▼

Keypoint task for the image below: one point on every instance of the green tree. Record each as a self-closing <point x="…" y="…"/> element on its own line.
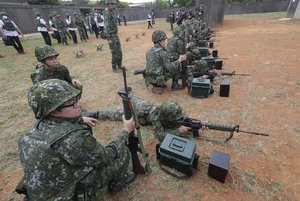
<point x="162" y="3"/>
<point x="183" y="3"/>
<point x="44" y="2"/>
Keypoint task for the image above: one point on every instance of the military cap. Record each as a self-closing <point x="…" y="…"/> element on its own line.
<point x="46" y="96"/>
<point x="43" y="52"/>
<point x="158" y="35"/>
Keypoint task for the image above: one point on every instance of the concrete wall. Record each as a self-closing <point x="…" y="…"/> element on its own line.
<point x="297" y="12"/>
<point x="291" y="12"/>
<point x="24" y="15"/>
<point x="257" y="7"/>
<point x="213" y="11"/>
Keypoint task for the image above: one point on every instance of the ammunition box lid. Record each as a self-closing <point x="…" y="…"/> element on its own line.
<point x="178" y="148"/>
<point x="208" y="58"/>
<point x="198" y="81"/>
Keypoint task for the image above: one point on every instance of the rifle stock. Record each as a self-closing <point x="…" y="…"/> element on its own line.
<point x="135" y="143"/>
<point x="196" y="124"/>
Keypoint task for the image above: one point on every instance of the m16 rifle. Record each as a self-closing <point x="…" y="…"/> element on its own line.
<point x="212" y="74"/>
<point x="195" y="125"/>
<point x="135" y="143"/>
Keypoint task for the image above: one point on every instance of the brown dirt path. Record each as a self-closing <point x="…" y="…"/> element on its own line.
<point x="262" y="168"/>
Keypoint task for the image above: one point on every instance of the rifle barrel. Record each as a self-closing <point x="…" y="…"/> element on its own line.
<point x="253" y="133"/>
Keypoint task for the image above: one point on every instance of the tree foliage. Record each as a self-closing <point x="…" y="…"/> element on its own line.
<point x="240" y="1"/>
<point x="44" y="2"/>
<point x="174" y="3"/>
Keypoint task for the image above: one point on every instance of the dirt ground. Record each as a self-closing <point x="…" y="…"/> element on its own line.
<point x="261" y="168"/>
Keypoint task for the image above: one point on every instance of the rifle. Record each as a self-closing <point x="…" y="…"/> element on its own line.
<point x="135" y="143"/>
<point x="139" y="71"/>
<point x="195" y="125"/>
<point x="212" y="74"/>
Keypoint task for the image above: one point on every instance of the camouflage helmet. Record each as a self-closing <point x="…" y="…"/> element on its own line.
<point x="43" y="52"/>
<point x="176" y="31"/>
<point x="189" y="55"/>
<point x="171" y="111"/>
<point x="158" y="35"/>
<point x="46" y="96"/>
<point x="110" y="1"/>
<point x="3" y="14"/>
<point x="196" y="52"/>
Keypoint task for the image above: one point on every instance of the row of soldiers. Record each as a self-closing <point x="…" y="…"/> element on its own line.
<point x="64" y="29"/>
<point x="179" y="58"/>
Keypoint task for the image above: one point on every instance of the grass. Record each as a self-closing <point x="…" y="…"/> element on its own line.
<point x="100" y="86"/>
<point x="271" y="15"/>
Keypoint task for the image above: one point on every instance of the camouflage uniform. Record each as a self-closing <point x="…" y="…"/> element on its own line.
<point x="159" y="67"/>
<point x="62" y="29"/>
<point x="43" y="52"/>
<point x="81" y="27"/>
<point x="43" y="73"/>
<point x="149" y="114"/>
<point x="60" y="156"/>
<point x="111" y="33"/>
<point x="175" y="45"/>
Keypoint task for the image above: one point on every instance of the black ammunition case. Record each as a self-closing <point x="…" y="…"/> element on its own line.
<point x="203" y="51"/>
<point x="218" y="63"/>
<point x="219" y="166"/>
<point x="224" y="88"/>
<point x="209" y="60"/>
<point x="215" y="53"/>
<point x="178" y="153"/>
<point x="202" y="43"/>
<point x="200" y="88"/>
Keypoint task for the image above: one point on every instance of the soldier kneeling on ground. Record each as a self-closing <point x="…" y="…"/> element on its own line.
<point x="159" y="68"/>
<point x="61" y="158"/>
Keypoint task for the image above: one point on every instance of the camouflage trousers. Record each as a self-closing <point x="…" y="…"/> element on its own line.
<point x="160" y="80"/>
<point x="89" y="187"/>
<point x="116" y="51"/>
<point x="63" y="33"/>
<point x="82" y="33"/>
<point x="200" y="67"/>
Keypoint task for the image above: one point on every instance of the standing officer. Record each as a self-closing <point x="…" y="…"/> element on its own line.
<point x="159" y="68"/>
<point x="54" y="28"/>
<point x="111" y="35"/>
<point x="71" y="27"/>
<point x="43" y="28"/>
<point x="10" y="32"/>
<point x="61" y="158"/>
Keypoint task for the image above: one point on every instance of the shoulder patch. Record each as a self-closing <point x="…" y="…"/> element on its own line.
<point x="89" y="143"/>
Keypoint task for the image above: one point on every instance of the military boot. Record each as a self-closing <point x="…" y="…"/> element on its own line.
<point x="117" y="185"/>
<point x="116" y="70"/>
<point x="176" y="86"/>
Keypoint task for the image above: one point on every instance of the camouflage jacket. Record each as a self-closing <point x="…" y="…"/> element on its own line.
<point x="110" y="24"/>
<point x="57" y="153"/>
<point x="43" y="73"/>
<point x="175" y="48"/>
<point x="158" y="63"/>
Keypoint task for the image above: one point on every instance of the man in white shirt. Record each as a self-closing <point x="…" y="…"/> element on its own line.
<point x="100" y="22"/>
<point x="71" y="27"/>
<point x="54" y="29"/>
<point x="10" y="32"/>
<point x="43" y="28"/>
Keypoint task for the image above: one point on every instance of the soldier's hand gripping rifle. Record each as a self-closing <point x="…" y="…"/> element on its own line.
<point x="135" y="143"/>
<point x="195" y="125"/>
<point x="213" y="74"/>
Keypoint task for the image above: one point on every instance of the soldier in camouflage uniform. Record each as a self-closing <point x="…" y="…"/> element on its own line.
<point x="60" y="157"/>
<point x="159" y="67"/>
<point x="111" y="35"/>
<point x="62" y="29"/>
<point x="150" y="114"/>
<point x="81" y="26"/>
<point x="51" y="68"/>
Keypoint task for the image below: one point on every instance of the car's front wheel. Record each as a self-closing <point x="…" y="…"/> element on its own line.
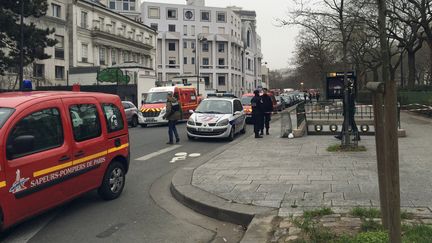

▲

WORK TO BE COMPLETED: All of the entries above should be retyped exactly, with the pictures left out.

SOLUTION BELOW:
Keypoint task for the image below: one point on every instance of the green tree. Record each as a self-closing <point x="…" y="…"/> element on its own line.
<point x="162" y="3"/>
<point x="183" y="3"/>
<point x="44" y="2"/>
Keypoint task for the image above: one point on every instance of the military cap. Record each as a self-closing <point x="…" y="…"/> element on its own line.
<point x="46" y="96"/>
<point x="43" y="52"/>
<point x="158" y="35"/>
Keypoint task for the image above: one point on every instance of the concrete wall. Record each as a self-closing <point x="…" y="…"/> element on its own line.
<point x="297" y="12"/>
<point x="291" y="12"/>
<point x="24" y="15"/>
<point x="257" y="7"/>
<point x="213" y="11"/>
Keypoint task for the image above: one point on every instance of the ammunition box lid. Record each as a self-closing <point x="…" y="…"/> element on its own line.
<point x="178" y="148"/>
<point x="208" y="58"/>
<point x="198" y="81"/>
Keypoint task for the image above: one point on every instance of the rifle stock. Record each as a self-closing <point x="…" y="…"/> element on its own line.
<point x="135" y="143"/>
<point x="196" y="124"/>
Keypoint task for the image above: one point on every instance of the m16 rifle. Record each as a self-closing <point x="…" y="…"/> element on its own line.
<point x="212" y="74"/>
<point x="195" y="125"/>
<point x="135" y="143"/>
Keypoint task for the image above: one point on every instance of the brown dirt path. Record each as a self-closing <point x="…" y="…"/> element on its own line.
<point x="262" y="168"/>
Keypoint task for the image above: one point on every instance of the rifle barrel. Record each as a self-closing <point x="…" y="…"/> element on its own line.
<point x="253" y="133"/>
Keypoint task for the image above: one point on every instance of the tree foliage. Record each as a self-closing <point x="…" y="…"/> element on its own line.
<point x="240" y="1"/>
<point x="44" y="2"/>
<point x="174" y="3"/>
Keypoint task for the image above: one point on every instance of the dirt ground. Record each as a self-closing <point x="…" y="…"/> element on its own line.
<point x="261" y="168"/>
Keypoint task for the image above: one point on every instance of the rifle. Record each as a self-closing <point x="…" y="…"/> element on its own line.
<point x="135" y="143"/>
<point x="139" y="71"/>
<point x="195" y="125"/>
<point x="212" y="74"/>
Keypoint task for the image above: one point on every instance of the camouflage helmet. Record each as a self-closing <point x="…" y="…"/> element on its own line.
<point x="43" y="52"/>
<point x="176" y="31"/>
<point x="189" y="55"/>
<point x="171" y="111"/>
<point x="158" y="35"/>
<point x="46" y="96"/>
<point x="110" y="1"/>
<point x="3" y="14"/>
<point x="196" y="52"/>
Keypoint task for the image above: one point on every instance of the row of soldiers. Record each as a self-closing <point x="…" y="…"/> element on its own line.
<point x="64" y="29"/>
<point x="179" y="58"/>
Keypoint task for the image above: one point on every instance of the grass. Record each as a self-closing <point x="…" y="…"/> element on its own line.
<point x="100" y="86"/>
<point x="271" y="15"/>
Keypoint task for the image above: one point on every instance of the camouflage uniform. Record each as a self-closing <point x="…" y="…"/> element on its own line.
<point x="159" y="67"/>
<point x="62" y="29"/>
<point x="43" y="52"/>
<point x="81" y="27"/>
<point x="43" y="73"/>
<point x="149" y="114"/>
<point x="60" y="156"/>
<point x="111" y="33"/>
<point x="175" y="45"/>
Keypoint task for the image above: one point on every instance of the black ammunition case. Record each as a self-closing <point x="…" y="…"/> element on its own line.
<point x="203" y="51"/>
<point x="218" y="63"/>
<point x="219" y="166"/>
<point x="224" y="88"/>
<point x="209" y="60"/>
<point x="215" y="53"/>
<point x="178" y="153"/>
<point x="202" y="43"/>
<point x="200" y="88"/>
Keypoint task for the image above: one point on every instance of the soldier kneeling on ground. Record each as a self-closing <point x="…" y="…"/> element on its own line.
<point x="159" y="68"/>
<point x="61" y="158"/>
Keypoint task for the image above: one point on every instance of the camouflage trousers. Record each as a self-closing <point x="…" y="…"/> element on its own line.
<point x="160" y="80"/>
<point x="89" y="187"/>
<point x="116" y="51"/>
<point x="63" y="33"/>
<point x="82" y="33"/>
<point x="200" y="67"/>
Keypoint task for the image above: one point on every instance of the standing officer. Record each as a self-closing <point x="…" y="…"/> element on its own line.
<point x="159" y="68"/>
<point x="54" y="28"/>
<point x="111" y="35"/>
<point x="71" y="27"/>
<point x="43" y="28"/>
<point x="10" y="32"/>
<point x="61" y="158"/>
Keypoint task for the image above: one point on every instance of the shoulder patch. Record each as a self-closing <point x="…" y="…"/> element on its own line.
<point x="89" y="143"/>
Keypoint task for the image above: one point on every instance of the military boot. Record each as a self-closing <point x="…" y="…"/> element on its own line.
<point x="117" y="185"/>
<point x="116" y="70"/>
<point x="176" y="86"/>
Keypoint task for the image above: one point on every instance of the camouflage jacket. Record each as a self-closing <point x="…" y="…"/> element on its own line.
<point x="110" y="24"/>
<point x="57" y="153"/>
<point x="43" y="73"/>
<point x="175" y="48"/>
<point x="158" y="63"/>
Keypoint task for the image above: one point on every instance of the man in white shirt. Record each as a self-closing <point x="…" y="…"/> element on its own line.
<point x="100" y="22"/>
<point x="71" y="27"/>
<point x="54" y="29"/>
<point x="10" y="32"/>
<point x="43" y="28"/>
Keypoint task for the image above: one point on every instance of the soldier's hand gripping rifle. Record each as a self-closing <point x="…" y="…"/> element on its own line.
<point x="135" y="143"/>
<point x="195" y="125"/>
<point x="213" y="74"/>
Keypoint task for the image above: one point on every instance of the soldier in camouflage uniform. Record each as a self-closing <point x="…" y="…"/> element on its own line.
<point x="60" y="157"/>
<point x="159" y="67"/>
<point x="111" y="35"/>
<point x="62" y="29"/>
<point x="150" y="114"/>
<point x="81" y="26"/>
<point x="51" y="68"/>
Keypoint task for the image below: one point on every instance of the car's front wheel. Record each as a self-closing <point x="…" y="…"/> element on its own line.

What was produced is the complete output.